As pubs and restaurants reopen we assess the next challenge for the industry
In the last week, pubs and restaurants have fully reopened and boy have we been happy to see them. We’ve eaten and drunk our way around town and eaten and drunk our way back again. But while hospitality is overjoyed to see its customers, this is not the end of the beleaguered sector’s problems. While people need pubs, pubs, it turns out, need people. Recruiting workers for the sector has proven very difficult in recent times. Put simply, the demand for skilled and experienced workers is outstripping supply.
Chefs in general are treated like a Blackpool donkey - worked to death, 16-hour shifts with no breaks
Pre-pandemic around 3.2 million were employed in the industry including bars, restaurants and hotels. But from February 2020 to now, the largest fall in payrolled employment has been in the hospitality sector, according to the ONS. Industry journal The Caterer has said that the number of vacancies on its website has grown by more than 85% in the last few weeks, with 22,000 roles now being advertised.

Required tasks:
1. For each statement, say yes or no according to the passage on hospitality staffing, and quote the deciding words. (a) The Caterer's website now advertises 22,000 roles. (b) About 3.2 million people worked in the industry before the pandemic. (c) The supply of skilled and experienced workers exceeds demand.
2. List the kinds of businesses that the passage on hospitality staffing names after the word "including" in its pre-pandemic employment figure.
3. Return everything from "As pubs and" down to "is outstripping supply." in the passage on hospitality staffing.
Work only from the passage on hospitality staffing.

Given records:

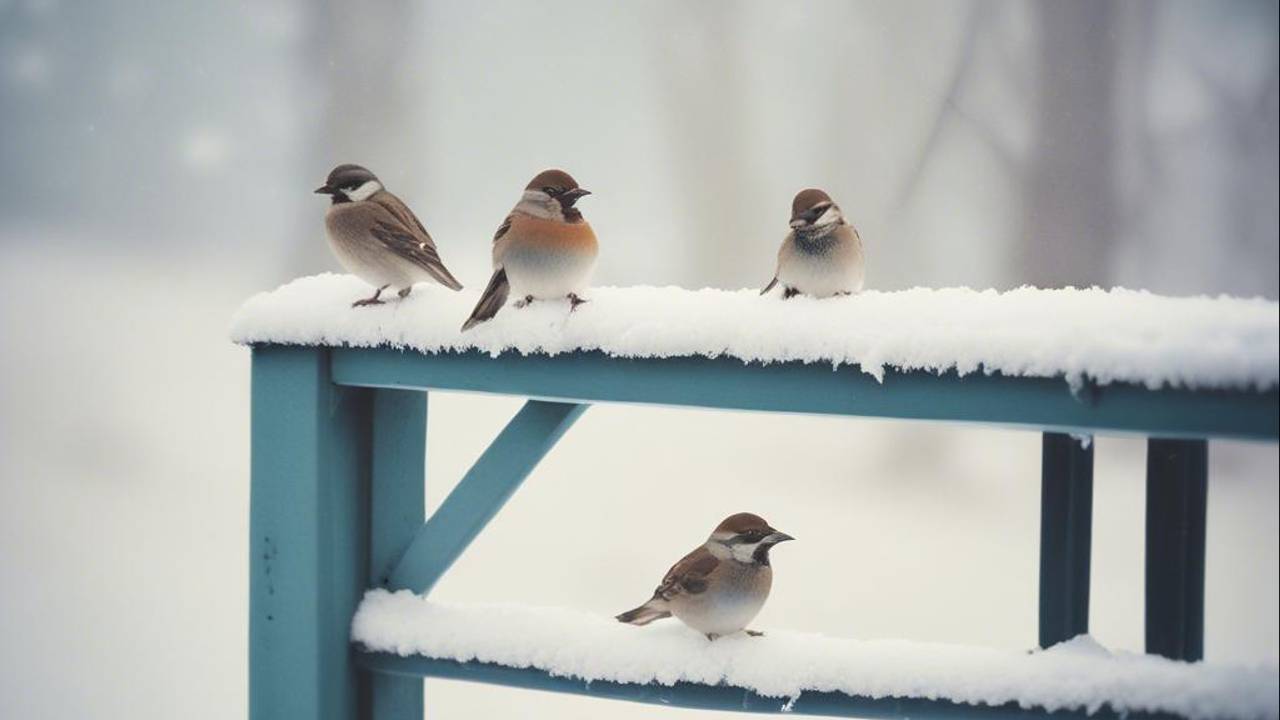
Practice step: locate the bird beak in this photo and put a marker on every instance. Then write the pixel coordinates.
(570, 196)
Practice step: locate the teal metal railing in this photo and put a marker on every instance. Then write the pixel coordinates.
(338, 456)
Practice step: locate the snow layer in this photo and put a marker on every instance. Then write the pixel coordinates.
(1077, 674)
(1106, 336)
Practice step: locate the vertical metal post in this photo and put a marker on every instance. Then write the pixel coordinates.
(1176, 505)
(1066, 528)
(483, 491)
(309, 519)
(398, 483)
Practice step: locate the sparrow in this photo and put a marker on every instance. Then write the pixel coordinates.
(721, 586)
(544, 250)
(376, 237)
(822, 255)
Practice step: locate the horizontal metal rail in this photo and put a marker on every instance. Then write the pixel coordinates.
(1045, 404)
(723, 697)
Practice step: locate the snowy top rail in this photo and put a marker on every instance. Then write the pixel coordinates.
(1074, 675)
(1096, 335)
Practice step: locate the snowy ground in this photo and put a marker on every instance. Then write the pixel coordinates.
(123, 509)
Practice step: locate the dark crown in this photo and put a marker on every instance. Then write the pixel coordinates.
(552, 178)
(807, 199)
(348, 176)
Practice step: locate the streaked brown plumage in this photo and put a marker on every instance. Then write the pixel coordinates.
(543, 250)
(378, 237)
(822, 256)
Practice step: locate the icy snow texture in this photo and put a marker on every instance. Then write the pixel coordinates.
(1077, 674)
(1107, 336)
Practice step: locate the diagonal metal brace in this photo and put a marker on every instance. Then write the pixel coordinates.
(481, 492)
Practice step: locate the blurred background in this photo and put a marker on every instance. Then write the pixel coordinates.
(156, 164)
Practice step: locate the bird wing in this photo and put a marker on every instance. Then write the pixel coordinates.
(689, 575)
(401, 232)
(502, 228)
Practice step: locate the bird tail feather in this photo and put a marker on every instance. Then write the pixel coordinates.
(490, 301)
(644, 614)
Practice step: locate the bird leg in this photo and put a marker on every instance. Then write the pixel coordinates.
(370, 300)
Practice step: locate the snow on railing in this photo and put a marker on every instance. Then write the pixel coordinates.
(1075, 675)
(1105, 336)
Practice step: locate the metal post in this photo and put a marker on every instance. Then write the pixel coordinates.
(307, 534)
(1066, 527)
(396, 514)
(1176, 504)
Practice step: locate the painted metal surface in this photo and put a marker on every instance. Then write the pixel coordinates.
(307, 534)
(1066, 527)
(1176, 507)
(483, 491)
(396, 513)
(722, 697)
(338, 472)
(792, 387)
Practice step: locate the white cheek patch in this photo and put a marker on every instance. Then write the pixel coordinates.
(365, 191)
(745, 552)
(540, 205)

Responses by item number:
1.
(a) Yes: "with 22,000 roles now being advertised"
(b) Yes: "Pre-pandemic around 3.2 million were employed in the industry"
(c) No: "the demand for skilled and experienced workers is outstripping supply"

2. bars, restaurants, hotels

3.
As pubs and restaurants reopen we assess the next challenge for the industry
In the last week, pubs and restaurants have fully reopened and boy have we been happy to see them. We’ve eaten and drunk our way around town and eaten and drunk our way back again. But while hospitality is overjoyed to see its customers, this is not the end of the beleaguered sector’s problems. While people need pubs, pubs, it turns out, need people. Recruiting workers for the sector has proven very difficult in recent times. Put simply, the demand for skilled and experienced workers is outstripping supply.